Stored items:
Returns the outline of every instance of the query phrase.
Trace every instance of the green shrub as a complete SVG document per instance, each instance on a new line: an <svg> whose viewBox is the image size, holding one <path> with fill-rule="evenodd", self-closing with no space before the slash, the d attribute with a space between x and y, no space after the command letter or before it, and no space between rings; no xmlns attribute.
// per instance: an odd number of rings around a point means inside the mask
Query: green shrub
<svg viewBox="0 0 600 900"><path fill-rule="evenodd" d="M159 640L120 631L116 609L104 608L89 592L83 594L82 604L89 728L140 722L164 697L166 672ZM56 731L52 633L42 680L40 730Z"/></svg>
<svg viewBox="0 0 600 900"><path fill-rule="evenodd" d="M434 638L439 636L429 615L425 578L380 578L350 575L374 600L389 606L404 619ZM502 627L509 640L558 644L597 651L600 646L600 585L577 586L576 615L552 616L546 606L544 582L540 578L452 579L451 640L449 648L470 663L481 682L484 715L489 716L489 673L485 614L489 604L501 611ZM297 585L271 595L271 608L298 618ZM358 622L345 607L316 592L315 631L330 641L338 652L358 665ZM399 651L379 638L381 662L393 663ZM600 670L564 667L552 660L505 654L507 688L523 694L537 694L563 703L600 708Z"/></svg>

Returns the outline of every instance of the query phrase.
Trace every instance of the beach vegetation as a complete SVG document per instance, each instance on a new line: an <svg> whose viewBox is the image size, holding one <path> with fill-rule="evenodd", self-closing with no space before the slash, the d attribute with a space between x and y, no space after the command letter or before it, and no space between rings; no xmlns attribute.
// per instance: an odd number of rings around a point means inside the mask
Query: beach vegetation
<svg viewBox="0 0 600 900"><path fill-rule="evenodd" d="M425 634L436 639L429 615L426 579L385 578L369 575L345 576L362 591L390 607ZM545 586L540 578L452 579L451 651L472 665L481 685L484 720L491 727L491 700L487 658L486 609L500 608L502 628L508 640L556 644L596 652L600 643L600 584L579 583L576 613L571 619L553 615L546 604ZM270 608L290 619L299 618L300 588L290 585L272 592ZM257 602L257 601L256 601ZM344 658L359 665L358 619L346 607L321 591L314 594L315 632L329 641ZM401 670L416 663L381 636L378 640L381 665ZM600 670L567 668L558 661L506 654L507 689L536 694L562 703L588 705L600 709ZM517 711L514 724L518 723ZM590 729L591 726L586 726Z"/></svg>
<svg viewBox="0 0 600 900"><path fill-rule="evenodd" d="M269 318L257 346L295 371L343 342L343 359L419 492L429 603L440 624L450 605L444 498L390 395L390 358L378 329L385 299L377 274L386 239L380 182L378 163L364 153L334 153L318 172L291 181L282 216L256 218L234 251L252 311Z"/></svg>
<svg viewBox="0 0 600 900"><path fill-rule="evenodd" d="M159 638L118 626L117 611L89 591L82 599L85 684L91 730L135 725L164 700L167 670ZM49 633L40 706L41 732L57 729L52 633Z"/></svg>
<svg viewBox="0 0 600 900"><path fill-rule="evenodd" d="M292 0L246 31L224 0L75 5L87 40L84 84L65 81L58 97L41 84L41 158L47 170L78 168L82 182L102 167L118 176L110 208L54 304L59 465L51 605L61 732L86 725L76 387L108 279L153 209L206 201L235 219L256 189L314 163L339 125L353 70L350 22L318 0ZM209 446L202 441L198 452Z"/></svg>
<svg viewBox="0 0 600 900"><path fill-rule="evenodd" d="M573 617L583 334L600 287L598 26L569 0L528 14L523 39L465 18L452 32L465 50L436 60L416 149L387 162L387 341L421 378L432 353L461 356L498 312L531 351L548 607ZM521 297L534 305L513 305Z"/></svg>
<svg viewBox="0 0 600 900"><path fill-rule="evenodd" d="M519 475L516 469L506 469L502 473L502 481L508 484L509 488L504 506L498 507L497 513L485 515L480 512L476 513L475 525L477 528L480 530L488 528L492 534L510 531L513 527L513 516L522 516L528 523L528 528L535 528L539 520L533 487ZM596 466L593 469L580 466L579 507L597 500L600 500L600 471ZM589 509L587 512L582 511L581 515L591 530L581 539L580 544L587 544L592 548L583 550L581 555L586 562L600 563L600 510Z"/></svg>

• _PROBLEM_
Please transcribe each entry exactly, keeping every word as it is.

• _REPLY_
Returns the outline of every instance of the query phrase.
Trace every instance of the green shrub as a complete SVG document per instance, each instance on a new line: an <svg> whose viewBox is the image size, holding one <path> with fill-rule="evenodd", self-closing with no space before the slash, the d attribute with a space between x and y, no space after the command letter or before it, and no space between rings; no xmlns attribute.
// per instance: an odd number of rings around a point means inside the mask
Query: green shrub
<svg viewBox="0 0 600 900"><path fill-rule="evenodd" d="M159 640L120 631L116 609L104 608L89 592L83 594L82 604L89 728L140 722L164 697L166 672ZM56 731L52 633L42 680L40 730Z"/></svg>
<svg viewBox="0 0 600 900"><path fill-rule="evenodd" d="M434 638L439 636L429 615L425 578L380 578L350 575L374 600L389 606L404 619ZM502 627L509 640L558 644L597 651L600 646L600 585L577 586L576 615L552 616L546 606L544 582L540 578L452 579L451 640L449 648L470 663L481 682L484 715L489 716L489 673L485 614L489 604L501 611ZM297 585L271 595L271 608L298 618ZM358 622L345 607L316 592L315 631L330 641L338 652L358 665ZM399 651L379 638L381 662L393 663ZM600 670L564 667L552 660L505 654L507 688L523 694L537 694L563 703L600 708Z"/></svg>

Returns the outline of every instance of the query phrase.
Trace every instance of the beach vegetation as a complete SVG document per instance, each instance on a new line: an <svg> whose viewBox is the image size, holding one <path> with fill-rule="evenodd", self-closing with no space before the slash, the d attribute with a space between x and y, no space after the command letter or before it, and no space between rings; no xmlns attribute.
// per instance: an odd number of rings around a point means inside the mask
Query: beach vegetation
<svg viewBox="0 0 600 900"><path fill-rule="evenodd" d="M425 634L436 639L429 615L426 579L385 578L369 575L345 576L362 591L390 607ZM545 586L540 578L452 579L451 651L472 665L481 685L484 720L491 727L491 700L487 658L486 609L500 608L502 628L508 640L556 644L596 652L600 643L600 584L579 583L576 613L571 619L553 615L546 604ZM270 608L290 619L299 618L300 588L290 585L272 592ZM257 602L257 601L256 601ZM344 658L359 665L358 619L346 607L321 591L314 594L315 632L329 641ZM401 670L416 663L381 636L378 640L381 665ZM600 670L567 668L558 661L506 654L507 689L536 694L562 703L588 705L600 709ZM517 711L514 724L518 723ZM590 729L591 726L586 726Z"/></svg>
<svg viewBox="0 0 600 900"><path fill-rule="evenodd" d="M269 318L257 346L295 371L343 342L343 359L419 492L429 603L440 624L450 605L444 498L390 395L390 358L378 329L385 299L377 274L386 239L380 182L378 163L364 153L334 153L318 172L291 181L282 216L256 218L234 251L252 311Z"/></svg>
<svg viewBox="0 0 600 900"><path fill-rule="evenodd" d="M159 638L118 626L117 611L89 591L82 599L85 684L91 730L135 725L164 700L167 670ZM49 633L40 706L41 732L57 729L52 633Z"/></svg>
<svg viewBox="0 0 600 900"><path fill-rule="evenodd" d="M292 0L246 31L224 0L75 5L87 40L84 84L65 81L58 97L41 84L41 158L47 170L78 168L82 182L102 167L118 176L110 208L54 304L59 465L51 605L61 732L86 725L76 387L108 279L153 209L206 201L235 219L256 189L314 163L339 125L353 70L350 22L318 0ZM209 446L202 441L198 452Z"/></svg>
<svg viewBox="0 0 600 900"><path fill-rule="evenodd" d="M573 617L583 334L600 287L598 26L569 0L528 14L523 39L465 18L452 32L465 50L436 60L416 149L387 162L387 341L421 378L432 353L461 356L498 312L531 351L548 607ZM521 297L534 305L513 305Z"/></svg>
<svg viewBox="0 0 600 900"><path fill-rule="evenodd" d="M519 475L516 469L506 469L502 473L502 481L508 484L509 488L504 506L498 507L497 513L485 515L480 512L476 513L475 525L477 528L480 530L488 528L492 534L510 531L513 527L513 516L522 516L528 523L528 528L535 528L539 520L533 487ZM596 466L593 469L580 466L579 507L597 500L600 500L600 471ZM589 509L587 512L582 511L581 515L591 530L581 539L580 544L587 544L592 548L583 550L581 555L586 562L600 563L600 510Z"/></svg>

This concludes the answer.